Le musée Borias, à Uzès

(UK version) Fondé en 1910, suite à la réunion du fond des beaux-arts et de celui d’histoire locale, le musée d’Uzès occupe en premier lieu une partie de l’Hôtel de Ville d’Uzès.

Déplacé dans l'ancien palais épiscopal, devenant ainsi voisin du Tribunal de proximité, le musée est inauguré dans sa nouvelle version en 1978.

Histoire et origine

Le musée du musée BoriasA l’origine du musée, il faut rappeler l’investissement du peintre alésien José Belon (1861/1927), formé aux Beaux-Arts de Paris et qui souhaitait alors faire participer ses amis artistes pour des dons d’œuvres.

Vient ensuite l’initiative du poète Albert Roux (1871/1935). Paysan gardois avant tout, natif de Sanilhac et amoureux de sa région, le poète qui écrivait en occitan contes, légendes et histoires était vivement inspiré par l’œuvre de Frédéric Mistral.

La création en 1896 du Museon Arlaten d’Arles par Mistral l’interpelle, car le musée fait la part belle aux œuvres provençales, en mettant à contribution la population locale pour aider à la conservation du patrimoine de la région, une culture locale qui, selon Mistral, est vouée à disparaître sous le joug de la modernité.

De Arles à Uzès, il n’y a qu’un pas et le Museon uzétien tant voulu par Albert Roux, aiguillonné par le succès rencontré par l’Arlaten, voit le jour.

Profitant de sa collaboration au Journal d’Uzès, l’ancêtre du Républicain, et de ses écrits sur l’histoire de la région, Albert Roux sollicite dons et prêts. Viennent alors toutes sortes de découvertes, allant des surprises improbables d’un cabinet de curiosités aux tableaux et autres trouvailles archéologiques.

 

Un conservateur passionné

Laissé quelque peu à l’abandon pendant les deux guerres mondiales, le musée municipal renaît dès 1946, sous l’action passionnée de Georges Borias (1908/1988).

Cet enseignant auvergnat, qui arrive à Uzès après avoir occupé des postes dans différentes régions de France, s’investit totalement dans la préservation du musée. S’attachant l’aide de ses étudiants pour la restauration et le classement des fonds du musée, Georges Borias effectue un travail gigantesque.

*****

→ **CONSIGNE A**
Dans les lignes de données, renommez « detect » en « locate » dans la partie qui s'ouvre sur la ligne contenant « Mark each wooden platform » et se ferme sur celle contenant « [23,204,80,231] ». Recopiez uniquement ces lignes, sans aucune autre modification.

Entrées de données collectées
*****

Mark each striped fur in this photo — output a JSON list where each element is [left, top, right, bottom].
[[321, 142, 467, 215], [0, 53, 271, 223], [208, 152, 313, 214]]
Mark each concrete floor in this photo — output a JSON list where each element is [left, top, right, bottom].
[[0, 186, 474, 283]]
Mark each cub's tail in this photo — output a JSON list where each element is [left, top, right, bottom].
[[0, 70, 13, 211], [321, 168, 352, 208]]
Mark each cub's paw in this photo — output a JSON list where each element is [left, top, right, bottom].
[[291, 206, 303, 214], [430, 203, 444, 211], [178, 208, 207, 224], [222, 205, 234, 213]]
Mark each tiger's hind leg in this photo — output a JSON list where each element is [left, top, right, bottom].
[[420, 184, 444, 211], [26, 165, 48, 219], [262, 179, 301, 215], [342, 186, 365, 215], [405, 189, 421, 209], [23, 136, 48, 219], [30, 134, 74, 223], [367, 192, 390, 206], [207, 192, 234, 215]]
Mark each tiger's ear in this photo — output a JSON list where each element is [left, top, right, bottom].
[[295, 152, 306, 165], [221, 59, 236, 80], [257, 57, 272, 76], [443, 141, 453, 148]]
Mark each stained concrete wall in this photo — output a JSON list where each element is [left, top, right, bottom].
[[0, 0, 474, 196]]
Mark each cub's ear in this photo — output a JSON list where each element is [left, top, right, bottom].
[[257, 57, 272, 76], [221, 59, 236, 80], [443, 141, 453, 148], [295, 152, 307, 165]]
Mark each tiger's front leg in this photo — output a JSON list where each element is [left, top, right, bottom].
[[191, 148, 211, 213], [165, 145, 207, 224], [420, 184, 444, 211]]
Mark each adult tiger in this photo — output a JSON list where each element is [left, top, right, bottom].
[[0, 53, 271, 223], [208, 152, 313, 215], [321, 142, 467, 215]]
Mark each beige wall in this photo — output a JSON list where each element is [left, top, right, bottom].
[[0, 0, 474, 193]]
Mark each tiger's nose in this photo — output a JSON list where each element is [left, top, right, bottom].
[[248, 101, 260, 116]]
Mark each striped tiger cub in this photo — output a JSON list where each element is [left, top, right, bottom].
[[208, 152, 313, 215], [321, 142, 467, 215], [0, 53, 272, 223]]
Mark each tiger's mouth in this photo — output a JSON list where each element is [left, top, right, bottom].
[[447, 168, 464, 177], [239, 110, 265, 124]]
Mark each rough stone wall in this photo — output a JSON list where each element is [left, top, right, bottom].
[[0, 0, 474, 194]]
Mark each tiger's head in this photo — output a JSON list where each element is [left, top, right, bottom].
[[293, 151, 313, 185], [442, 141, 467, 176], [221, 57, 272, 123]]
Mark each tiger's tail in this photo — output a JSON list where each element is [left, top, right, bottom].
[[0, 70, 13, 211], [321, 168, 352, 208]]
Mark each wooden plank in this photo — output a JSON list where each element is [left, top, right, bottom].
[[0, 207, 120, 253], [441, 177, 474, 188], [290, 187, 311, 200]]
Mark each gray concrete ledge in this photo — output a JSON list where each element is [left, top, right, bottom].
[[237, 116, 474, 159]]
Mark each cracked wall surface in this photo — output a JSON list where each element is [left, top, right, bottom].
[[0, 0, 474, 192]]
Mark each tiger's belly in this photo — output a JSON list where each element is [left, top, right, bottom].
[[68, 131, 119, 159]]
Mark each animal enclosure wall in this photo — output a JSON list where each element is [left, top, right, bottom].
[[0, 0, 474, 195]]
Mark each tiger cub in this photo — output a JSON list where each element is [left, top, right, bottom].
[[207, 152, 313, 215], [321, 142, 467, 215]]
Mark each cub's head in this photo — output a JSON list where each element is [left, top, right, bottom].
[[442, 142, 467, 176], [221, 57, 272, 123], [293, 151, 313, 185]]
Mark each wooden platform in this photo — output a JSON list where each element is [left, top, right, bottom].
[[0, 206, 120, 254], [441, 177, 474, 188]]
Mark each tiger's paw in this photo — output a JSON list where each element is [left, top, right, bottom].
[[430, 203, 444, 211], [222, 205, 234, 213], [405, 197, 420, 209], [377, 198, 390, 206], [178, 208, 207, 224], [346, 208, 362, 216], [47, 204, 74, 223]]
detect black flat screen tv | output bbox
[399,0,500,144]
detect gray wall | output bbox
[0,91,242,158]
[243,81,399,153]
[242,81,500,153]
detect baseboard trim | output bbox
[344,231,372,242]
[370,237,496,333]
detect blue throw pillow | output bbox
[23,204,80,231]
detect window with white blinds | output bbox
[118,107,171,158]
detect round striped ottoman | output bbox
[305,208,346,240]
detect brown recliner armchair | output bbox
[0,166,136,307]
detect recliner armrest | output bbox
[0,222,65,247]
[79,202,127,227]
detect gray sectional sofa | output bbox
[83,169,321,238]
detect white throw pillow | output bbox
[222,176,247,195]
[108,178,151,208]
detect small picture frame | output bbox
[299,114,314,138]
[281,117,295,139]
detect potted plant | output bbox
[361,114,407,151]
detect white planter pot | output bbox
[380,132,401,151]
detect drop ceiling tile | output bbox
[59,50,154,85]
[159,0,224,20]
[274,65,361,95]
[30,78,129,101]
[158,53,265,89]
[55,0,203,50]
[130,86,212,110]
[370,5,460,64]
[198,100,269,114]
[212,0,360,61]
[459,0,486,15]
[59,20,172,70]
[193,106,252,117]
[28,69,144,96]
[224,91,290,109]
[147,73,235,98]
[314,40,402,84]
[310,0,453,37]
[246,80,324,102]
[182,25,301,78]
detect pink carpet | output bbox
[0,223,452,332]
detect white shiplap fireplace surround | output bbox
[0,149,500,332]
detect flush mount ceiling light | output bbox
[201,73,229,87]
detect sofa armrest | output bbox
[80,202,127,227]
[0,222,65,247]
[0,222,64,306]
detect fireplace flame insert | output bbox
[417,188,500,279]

*****

→ **CONSIGNE B**
Répondez aux questions suivantes d'après le texte sur le musée Borias.
(i) En quelle année le musée d'Uzès a-t-il été fondé ?
(ii) Dans quel bâtiment le musée a-t-il été déplacé avant son inauguration en 1978 ?
(iii) Dès quelle année le musée renaît-il sous l'action de Georges Borias ?

→ **RÉPONSE A**
Mark each wooden platform in this photo — output a JSON list where each element is [left, top, right, bottom].
[[0, 206, 120, 254], [441, 177, 474, 188]]
Mark each tiger's paw in this photo — output a JSON list where each element is [left, top, right, bottom].
[[430, 203, 444, 211], [222, 205, 234, 213], [405, 197, 420, 209], [377, 198, 390, 206], [178, 208, 207, 224], [346, 208, 362, 216], [47, 204, 74, 223]]
locate black flat screen tv | output bbox
[399,0,500,144]
locate gray wall | output bbox
[0,91,242,158]
[243,81,399,153]
[242,81,500,153]
locate baseboard trim | output bbox
[344,231,372,242]
[370,237,496,333]
locate blue throw pillow | output bbox
[23,204,80,231]

→ **RÉPONSE B**
(i) En 1910.
(ii) Dans l'ancien palais épiscopal.
(iii) Dès 1946.